◆ Work task
Lines before the one containing "TARGET: dark suit jacket" are left out; output the rest of the data exactly, through the final line.

# # # #

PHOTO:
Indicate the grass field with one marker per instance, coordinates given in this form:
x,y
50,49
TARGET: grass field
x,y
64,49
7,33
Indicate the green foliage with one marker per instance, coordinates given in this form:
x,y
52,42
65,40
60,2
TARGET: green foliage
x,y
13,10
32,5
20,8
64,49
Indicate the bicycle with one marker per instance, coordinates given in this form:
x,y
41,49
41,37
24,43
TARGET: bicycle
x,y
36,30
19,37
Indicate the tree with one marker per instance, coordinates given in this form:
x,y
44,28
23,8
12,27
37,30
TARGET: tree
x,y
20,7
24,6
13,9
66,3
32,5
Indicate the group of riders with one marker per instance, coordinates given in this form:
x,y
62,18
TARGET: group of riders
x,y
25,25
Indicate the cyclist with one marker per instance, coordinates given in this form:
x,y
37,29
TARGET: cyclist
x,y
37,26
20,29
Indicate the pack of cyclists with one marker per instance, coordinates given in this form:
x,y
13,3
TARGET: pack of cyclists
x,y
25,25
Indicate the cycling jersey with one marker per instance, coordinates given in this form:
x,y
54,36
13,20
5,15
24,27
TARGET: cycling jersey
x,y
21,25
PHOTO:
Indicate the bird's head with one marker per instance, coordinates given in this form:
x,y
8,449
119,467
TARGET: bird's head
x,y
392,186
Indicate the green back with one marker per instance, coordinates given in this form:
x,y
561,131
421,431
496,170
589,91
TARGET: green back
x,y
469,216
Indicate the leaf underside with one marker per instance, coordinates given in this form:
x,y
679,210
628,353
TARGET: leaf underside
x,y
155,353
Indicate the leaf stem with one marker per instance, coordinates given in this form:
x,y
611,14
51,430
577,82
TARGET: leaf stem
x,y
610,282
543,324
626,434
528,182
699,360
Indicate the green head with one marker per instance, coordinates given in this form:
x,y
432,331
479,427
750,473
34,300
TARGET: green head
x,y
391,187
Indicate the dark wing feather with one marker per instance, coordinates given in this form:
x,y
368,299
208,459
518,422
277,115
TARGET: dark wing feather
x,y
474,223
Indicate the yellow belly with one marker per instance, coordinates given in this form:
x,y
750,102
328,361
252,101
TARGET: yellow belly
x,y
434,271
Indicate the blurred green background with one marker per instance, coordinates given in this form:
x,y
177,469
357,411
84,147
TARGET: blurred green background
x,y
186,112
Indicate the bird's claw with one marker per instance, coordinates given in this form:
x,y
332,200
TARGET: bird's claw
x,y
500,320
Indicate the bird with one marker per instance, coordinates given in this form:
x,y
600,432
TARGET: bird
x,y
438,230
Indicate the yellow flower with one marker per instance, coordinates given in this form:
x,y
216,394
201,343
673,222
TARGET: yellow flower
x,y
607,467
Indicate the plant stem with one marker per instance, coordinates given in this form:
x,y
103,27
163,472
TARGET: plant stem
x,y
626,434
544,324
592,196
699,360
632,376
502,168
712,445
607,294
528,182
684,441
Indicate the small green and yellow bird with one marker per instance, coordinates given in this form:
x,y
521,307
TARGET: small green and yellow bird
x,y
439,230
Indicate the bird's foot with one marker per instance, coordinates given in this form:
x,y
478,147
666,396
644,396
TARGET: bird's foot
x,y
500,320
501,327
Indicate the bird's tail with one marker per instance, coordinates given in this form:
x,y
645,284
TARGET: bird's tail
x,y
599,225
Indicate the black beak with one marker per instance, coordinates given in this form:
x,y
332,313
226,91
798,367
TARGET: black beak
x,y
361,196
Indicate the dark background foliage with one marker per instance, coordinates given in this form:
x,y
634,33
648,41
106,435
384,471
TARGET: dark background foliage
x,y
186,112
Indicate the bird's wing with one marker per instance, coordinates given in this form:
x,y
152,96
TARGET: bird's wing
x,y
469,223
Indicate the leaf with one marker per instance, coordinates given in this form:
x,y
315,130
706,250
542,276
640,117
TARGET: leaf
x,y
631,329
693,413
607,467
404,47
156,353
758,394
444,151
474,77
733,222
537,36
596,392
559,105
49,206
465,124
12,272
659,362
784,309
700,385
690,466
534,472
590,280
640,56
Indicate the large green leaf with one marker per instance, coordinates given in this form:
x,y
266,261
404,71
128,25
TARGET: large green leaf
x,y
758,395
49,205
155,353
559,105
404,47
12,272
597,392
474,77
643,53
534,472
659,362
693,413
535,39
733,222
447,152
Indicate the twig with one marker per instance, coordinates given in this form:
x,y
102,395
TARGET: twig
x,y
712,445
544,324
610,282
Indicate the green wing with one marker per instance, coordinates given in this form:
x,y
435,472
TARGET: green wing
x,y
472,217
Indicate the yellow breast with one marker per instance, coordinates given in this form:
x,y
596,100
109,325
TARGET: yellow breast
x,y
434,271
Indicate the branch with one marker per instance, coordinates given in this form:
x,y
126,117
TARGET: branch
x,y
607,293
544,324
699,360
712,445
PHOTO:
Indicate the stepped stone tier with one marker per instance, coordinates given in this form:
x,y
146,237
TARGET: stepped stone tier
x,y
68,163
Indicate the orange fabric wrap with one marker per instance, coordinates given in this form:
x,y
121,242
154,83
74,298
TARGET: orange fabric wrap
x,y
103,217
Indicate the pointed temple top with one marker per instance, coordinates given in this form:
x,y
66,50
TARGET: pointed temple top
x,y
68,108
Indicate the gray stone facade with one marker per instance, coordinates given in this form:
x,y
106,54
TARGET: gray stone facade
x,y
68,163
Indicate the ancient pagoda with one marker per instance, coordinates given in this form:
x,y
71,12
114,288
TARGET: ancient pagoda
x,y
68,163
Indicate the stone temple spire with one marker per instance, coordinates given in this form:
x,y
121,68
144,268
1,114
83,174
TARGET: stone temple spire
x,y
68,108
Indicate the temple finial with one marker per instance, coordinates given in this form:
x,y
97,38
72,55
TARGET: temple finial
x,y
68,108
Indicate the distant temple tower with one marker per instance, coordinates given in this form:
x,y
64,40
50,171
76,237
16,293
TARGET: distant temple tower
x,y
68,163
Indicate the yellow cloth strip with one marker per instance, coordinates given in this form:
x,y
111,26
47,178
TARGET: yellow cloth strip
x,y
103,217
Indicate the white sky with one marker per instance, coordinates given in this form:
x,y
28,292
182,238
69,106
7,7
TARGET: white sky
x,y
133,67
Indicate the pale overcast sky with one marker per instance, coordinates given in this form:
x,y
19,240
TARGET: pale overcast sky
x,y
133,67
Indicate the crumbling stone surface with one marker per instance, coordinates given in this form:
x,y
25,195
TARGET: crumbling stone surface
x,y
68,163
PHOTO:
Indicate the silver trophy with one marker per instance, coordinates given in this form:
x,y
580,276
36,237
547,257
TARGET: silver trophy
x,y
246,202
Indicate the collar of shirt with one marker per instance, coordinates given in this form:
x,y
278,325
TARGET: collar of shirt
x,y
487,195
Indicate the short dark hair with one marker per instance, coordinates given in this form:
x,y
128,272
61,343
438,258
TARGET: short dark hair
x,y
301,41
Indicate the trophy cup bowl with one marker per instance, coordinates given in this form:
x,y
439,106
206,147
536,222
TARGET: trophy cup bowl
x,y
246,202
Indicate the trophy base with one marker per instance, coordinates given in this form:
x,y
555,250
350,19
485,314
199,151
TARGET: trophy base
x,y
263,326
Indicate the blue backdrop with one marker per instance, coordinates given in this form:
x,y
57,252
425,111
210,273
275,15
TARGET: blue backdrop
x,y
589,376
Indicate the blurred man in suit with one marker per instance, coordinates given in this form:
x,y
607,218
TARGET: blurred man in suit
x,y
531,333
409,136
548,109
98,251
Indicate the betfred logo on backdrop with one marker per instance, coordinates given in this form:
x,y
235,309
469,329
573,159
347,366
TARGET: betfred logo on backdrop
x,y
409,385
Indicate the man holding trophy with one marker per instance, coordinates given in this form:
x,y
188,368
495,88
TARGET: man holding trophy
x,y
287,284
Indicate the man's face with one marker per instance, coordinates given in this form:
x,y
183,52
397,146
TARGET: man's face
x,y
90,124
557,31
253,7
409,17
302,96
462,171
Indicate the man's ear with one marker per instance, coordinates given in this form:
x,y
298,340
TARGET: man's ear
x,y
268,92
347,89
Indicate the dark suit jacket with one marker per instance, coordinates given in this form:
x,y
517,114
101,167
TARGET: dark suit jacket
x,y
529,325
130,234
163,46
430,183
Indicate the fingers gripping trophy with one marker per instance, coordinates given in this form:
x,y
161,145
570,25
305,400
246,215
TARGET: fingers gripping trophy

# # # #

◆ Output for this exercise
TARGET: dark suit jacket
x,y
529,325
130,234
163,46
430,183
Indicate the fingers gripping trophy with one marker per instance, coordinates given in this form:
x,y
161,145
570,25
305,400
246,215
TARGET: fingers gripping trophy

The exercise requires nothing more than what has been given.